Available records START
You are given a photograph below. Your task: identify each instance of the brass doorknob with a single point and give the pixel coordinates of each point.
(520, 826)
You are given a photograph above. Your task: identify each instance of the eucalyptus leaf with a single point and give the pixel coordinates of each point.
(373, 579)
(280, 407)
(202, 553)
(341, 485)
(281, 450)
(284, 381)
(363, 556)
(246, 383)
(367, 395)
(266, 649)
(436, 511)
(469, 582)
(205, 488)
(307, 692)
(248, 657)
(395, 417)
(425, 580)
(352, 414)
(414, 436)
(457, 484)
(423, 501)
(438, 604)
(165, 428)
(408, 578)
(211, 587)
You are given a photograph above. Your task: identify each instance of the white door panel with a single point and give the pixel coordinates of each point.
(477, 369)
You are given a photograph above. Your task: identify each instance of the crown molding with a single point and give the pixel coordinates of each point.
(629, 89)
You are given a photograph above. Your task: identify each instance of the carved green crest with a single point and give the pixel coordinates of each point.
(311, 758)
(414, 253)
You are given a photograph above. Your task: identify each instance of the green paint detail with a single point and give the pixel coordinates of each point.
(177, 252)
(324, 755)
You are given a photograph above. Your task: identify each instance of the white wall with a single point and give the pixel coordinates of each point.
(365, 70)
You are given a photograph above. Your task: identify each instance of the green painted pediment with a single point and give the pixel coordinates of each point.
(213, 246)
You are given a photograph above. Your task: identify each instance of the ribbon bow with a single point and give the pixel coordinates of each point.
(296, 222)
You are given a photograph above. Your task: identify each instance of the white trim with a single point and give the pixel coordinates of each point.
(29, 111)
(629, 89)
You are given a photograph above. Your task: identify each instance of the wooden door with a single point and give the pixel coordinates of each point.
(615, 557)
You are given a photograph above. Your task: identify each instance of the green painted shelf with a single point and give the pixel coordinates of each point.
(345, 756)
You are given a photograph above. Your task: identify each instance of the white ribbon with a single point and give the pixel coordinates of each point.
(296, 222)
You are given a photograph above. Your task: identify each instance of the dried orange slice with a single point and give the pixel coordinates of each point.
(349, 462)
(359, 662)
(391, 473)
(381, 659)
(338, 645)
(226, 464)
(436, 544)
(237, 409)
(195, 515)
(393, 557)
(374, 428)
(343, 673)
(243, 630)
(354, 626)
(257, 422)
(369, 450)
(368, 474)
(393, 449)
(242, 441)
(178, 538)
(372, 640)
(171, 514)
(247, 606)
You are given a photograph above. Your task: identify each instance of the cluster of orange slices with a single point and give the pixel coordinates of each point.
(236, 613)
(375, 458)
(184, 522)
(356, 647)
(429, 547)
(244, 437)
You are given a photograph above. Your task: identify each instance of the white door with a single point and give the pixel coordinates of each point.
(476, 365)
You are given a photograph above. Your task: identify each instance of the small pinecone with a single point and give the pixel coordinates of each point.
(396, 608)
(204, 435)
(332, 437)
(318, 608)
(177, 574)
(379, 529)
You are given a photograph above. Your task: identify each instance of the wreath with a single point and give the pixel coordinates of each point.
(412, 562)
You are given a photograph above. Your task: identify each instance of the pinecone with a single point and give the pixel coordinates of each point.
Available records END
* _Exercise requirements_:
Return all of the lines above exactly, with none omitted.

* _Response for this exercise_:
You are given a photograph below. Your task: identify each instance of the brass doorknob with a single point and give the pixel coordinates of each point.
(520, 826)
You are given a photograph above. Your task: identify each instance of the eucalyptus leaf with a single point and give the pixel coordinates of each point.
(373, 579)
(280, 407)
(202, 553)
(341, 485)
(281, 450)
(284, 381)
(363, 556)
(246, 383)
(367, 395)
(266, 649)
(436, 511)
(469, 582)
(205, 488)
(307, 692)
(248, 657)
(395, 417)
(425, 580)
(352, 414)
(414, 436)
(457, 484)
(423, 501)
(438, 604)
(165, 428)
(408, 578)
(211, 587)
You are given a photograph above. Your task: identify each instance of the white door panel with a single point and give the pixel coordinates of each point.
(477, 369)
You are given a photograph above. Your task: identify each instance of the crown molding with a single point and give the pixel coordinates of each point.
(629, 89)
You are given a photograph above. Your task: identify each instance of the carved green crest with a single point and give the pixel coordinates of each point.
(311, 758)
(414, 253)
You are given a photograph above. Your task: identify each instance of the green paint detail with a single point and give the pixel coordinates of each point.
(177, 252)
(324, 755)
You are given a photograph above. Your task: identify each instance of the white wall with a single point and give the pixel coordinates of each point.
(365, 70)
You are given a photograph above. Your task: identify each instance of the green painted pediment with a single point and give the pixel coordinates of each point.
(213, 246)
You are given a photograph above. Your task: identify each instance of the ribbon bow with a single point and give the pixel coordinates of each point.
(296, 222)
You are given a photograph above. Your task: identify each instance of the white trim with a single point and give the pixel coordinates of each point.
(29, 111)
(629, 89)
You are given a photograph above. Your task: identify each instance of the wooden door with a single point and give the pixel coordinates of each point.
(615, 557)
You are given a photograph above. Your task: identify each instance of the green painted shelf with a single point and give the pixel coordinates of each point.
(345, 756)
You are given a photograph above. Your task: identify each instance of the white ribbon with a single point and give the pixel coordinates of each point.
(296, 222)
You are given a photograph above. Your task: identify each instance of the dried orange slice with a single point and give the pixel coordinates of each point.
(349, 462)
(359, 662)
(391, 473)
(381, 659)
(338, 645)
(226, 464)
(436, 544)
(237, 409)
(195, 515)
(393, 557)
(374, 428)
(343, 673)
(243, 630)
(354, 626)
(257, 422)
(369, 450)
(368, 474)
(393, 449)
(242, 441)
(178, 538)
(372, 640)
(171, 514)
(247, 606)
You are given a photograph above. Your task: identify each instance of the cluster of orange slices with a single point and give the pixel coordinates of each point.
(236, 613)
(375, 458)
(184, 522)
(356, 647)
(429, 547)
(244, 437)
You are given a photograph above. Your task: identify each instance of the white door with a single point and give the pixel coordinates of each point.
(476, 365)
You are given a photograph above. Your task: identify each instance of the small pinecone with a single point and give the pixel coordinates of each point.
(396, 608)
(204, 435)
(332, 437)
(318, 608)
(177, 574)
(379, 529)
You are given a photograph above. Your task: identify each instance of the wreath with a single point and give the pixel coordinates of each point.
(412, 562)
You are given a photograph above. Your task: identify each instance of the pinecone with a single point and give the pixel coordinates of each point.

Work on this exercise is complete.